Goal → Count the lines in the data below that contain the word "wildflower", and reply with only that number.

Raw records →
::::::::
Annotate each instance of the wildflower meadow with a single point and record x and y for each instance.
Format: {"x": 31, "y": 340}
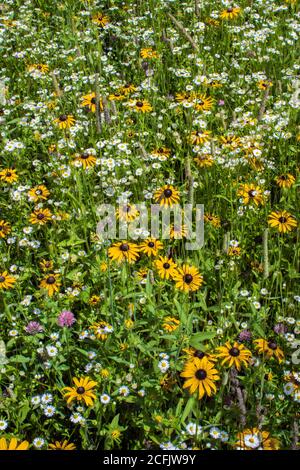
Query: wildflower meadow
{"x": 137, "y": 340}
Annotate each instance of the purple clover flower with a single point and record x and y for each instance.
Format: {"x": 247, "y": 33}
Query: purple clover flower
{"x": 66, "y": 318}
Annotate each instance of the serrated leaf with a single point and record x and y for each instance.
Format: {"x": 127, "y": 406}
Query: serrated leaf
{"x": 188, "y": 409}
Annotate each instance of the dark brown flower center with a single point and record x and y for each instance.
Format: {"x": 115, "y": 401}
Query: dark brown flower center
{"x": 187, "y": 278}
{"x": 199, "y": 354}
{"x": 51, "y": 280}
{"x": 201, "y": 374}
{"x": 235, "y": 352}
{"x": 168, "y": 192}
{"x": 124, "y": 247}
::::::::
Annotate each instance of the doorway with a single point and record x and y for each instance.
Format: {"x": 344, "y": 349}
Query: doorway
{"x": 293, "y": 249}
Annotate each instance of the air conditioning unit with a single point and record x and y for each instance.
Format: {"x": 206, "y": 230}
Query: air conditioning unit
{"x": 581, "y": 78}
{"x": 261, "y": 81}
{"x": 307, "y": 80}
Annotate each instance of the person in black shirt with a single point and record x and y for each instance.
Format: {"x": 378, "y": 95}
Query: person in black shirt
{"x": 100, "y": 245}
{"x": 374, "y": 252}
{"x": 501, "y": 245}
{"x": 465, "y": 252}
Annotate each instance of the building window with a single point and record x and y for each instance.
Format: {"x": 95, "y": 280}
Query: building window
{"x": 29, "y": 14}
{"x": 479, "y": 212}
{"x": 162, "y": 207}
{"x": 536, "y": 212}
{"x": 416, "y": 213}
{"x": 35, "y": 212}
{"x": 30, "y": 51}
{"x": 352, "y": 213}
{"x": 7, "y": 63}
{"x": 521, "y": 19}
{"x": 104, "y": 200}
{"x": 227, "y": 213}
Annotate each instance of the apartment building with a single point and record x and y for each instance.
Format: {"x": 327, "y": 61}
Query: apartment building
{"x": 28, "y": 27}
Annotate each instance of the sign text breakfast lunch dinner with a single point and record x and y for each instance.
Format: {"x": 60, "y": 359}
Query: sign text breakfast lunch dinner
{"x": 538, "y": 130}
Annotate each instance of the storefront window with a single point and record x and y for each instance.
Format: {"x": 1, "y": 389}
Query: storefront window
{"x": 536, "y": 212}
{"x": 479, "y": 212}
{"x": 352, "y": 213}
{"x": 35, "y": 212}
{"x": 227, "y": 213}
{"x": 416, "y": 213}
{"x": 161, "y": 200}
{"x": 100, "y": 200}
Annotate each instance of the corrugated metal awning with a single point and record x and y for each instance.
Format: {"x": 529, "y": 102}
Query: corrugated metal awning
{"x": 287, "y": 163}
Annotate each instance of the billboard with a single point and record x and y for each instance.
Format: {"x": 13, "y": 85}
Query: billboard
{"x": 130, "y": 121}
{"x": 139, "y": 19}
::::::::
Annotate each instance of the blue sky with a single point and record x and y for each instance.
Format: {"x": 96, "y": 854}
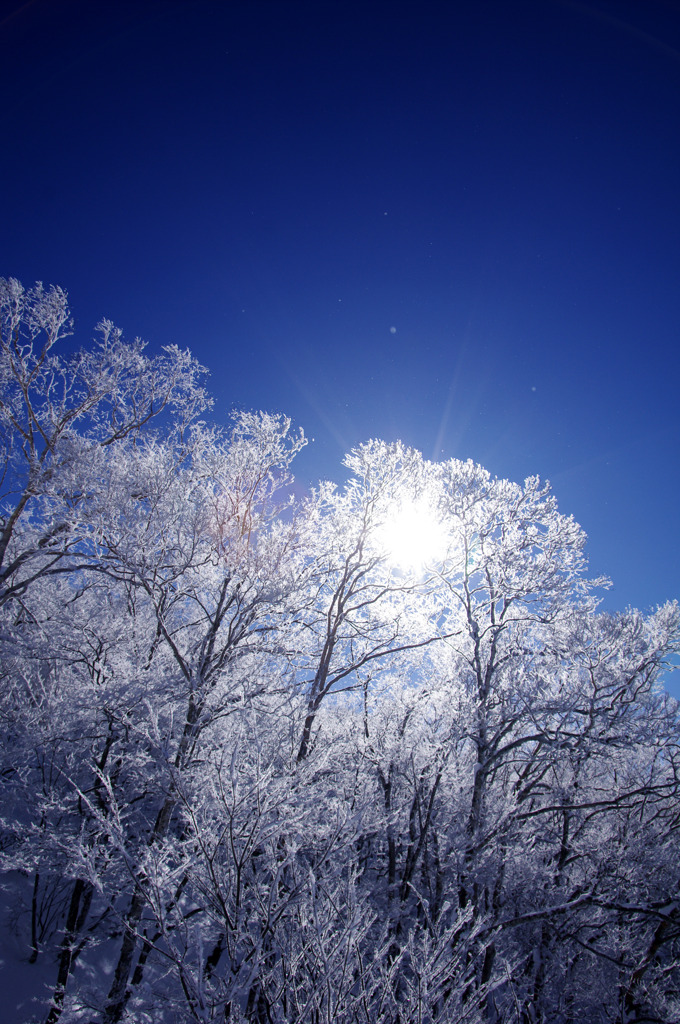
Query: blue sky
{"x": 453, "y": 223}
::::::::
The response → 2